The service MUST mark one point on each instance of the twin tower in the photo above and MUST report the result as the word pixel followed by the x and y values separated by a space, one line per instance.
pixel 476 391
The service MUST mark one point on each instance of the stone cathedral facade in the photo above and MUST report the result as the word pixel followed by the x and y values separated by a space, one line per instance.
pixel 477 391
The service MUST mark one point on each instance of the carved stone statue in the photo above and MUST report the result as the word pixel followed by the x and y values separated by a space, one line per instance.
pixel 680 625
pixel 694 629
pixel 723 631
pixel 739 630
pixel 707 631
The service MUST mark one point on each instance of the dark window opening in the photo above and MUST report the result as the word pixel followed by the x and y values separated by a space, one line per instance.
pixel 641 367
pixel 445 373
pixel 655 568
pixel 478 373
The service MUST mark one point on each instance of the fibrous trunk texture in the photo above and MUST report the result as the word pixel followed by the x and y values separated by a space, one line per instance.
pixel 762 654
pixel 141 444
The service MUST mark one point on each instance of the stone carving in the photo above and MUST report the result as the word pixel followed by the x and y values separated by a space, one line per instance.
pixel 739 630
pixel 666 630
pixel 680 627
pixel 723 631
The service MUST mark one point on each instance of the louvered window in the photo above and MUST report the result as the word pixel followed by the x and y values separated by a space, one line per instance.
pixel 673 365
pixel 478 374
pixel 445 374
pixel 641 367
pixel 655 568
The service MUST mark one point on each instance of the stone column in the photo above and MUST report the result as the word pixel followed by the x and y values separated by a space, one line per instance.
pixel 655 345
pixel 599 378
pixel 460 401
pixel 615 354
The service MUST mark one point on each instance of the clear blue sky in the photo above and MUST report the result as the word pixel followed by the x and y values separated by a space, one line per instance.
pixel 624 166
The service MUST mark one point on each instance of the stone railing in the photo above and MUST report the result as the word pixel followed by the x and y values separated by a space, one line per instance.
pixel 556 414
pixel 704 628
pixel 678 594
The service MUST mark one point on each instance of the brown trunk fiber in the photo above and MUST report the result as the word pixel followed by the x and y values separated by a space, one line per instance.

=== Instruction ===
Can you copy every line above word for word, keeping their order and leaving out nothing?

=== Task answer ===
The service MUST mark one point on each instance of the twin tower in the photo above and MUST report the result as the word pixel followed by the x and y values separated by a space, one line per instance.
pixel 476 391
The service MUST mark one point on each instance of the stone cathedral facade in the photo above and MUST report the result as the word pixel followed by the x and y values separated by a space, one line per instance.
pixel 477 391
The service MUST mark one point on each instance of the carved stone statue in the photo above and MUST report the result as the word pixel followed by the x and y values separated by a space, one line per instance.
pixel 680 625
pixel 694 629
pixel 723 631
pixel 739 630
pixel 707 631
The service MUST mark one point on each instance of the dark window opening in the photo above and MUST report the result as the word pixel followed by the x and y values separated by a space, one line per instance.
pixel 641 367
pixel 445 373
pixel 655 568
pixel 478 373
The service MUST mark one point on each instance of the fibrous trunk texture in the photo above and MUST report the result as the word pixel followed by the x and y values separated by a space, one line per instance.
pixel 762 654
pixel 141 444
The service MUST mark one point on each instance of the stone carving in the photo above and MUST report the result as the word pixel followed by the x and y values separated by a space, one line per instance.
pixel 739 630
pixel 666 630
pixel 680 627
pixel 723 631
The service MUST mark one point on each instance of the louvered window in the photo above and MUST report the result as the word pixel followed by the x and y values separated by a space, one line per instance.
pixel 673 365
pixel 478 374
pixel 445 374
pixel 641 367
pixel 655 568
The service MUST mark one point on each instance of the stone column in the photo above and MUST report the result as the word pixel followed by the x and y values separated by a space, one line per instance.
pixel 655 345
pixel 599 378
pixel 460 401
pixel 615 354
The service MUST mark one point on each instance of the clear blue sky in the photo above and MUST report the result as the word pixel followed by the x and y values separated by a space, one line per instance.
pixel 624 166
The service MUST mark one point on each instance of the stone railing in the photo above and MUST report the result as the word pixel followed by the x and y values separated by a space, one line per instance.
pixel 556 414
pixel 704 628
pixel 678 594
The service MUST mark one point on each instance of the brown trunk fiber in the photo above and MUST report the result as the word pixel followed by the x and y values separated by a space, one line per instance.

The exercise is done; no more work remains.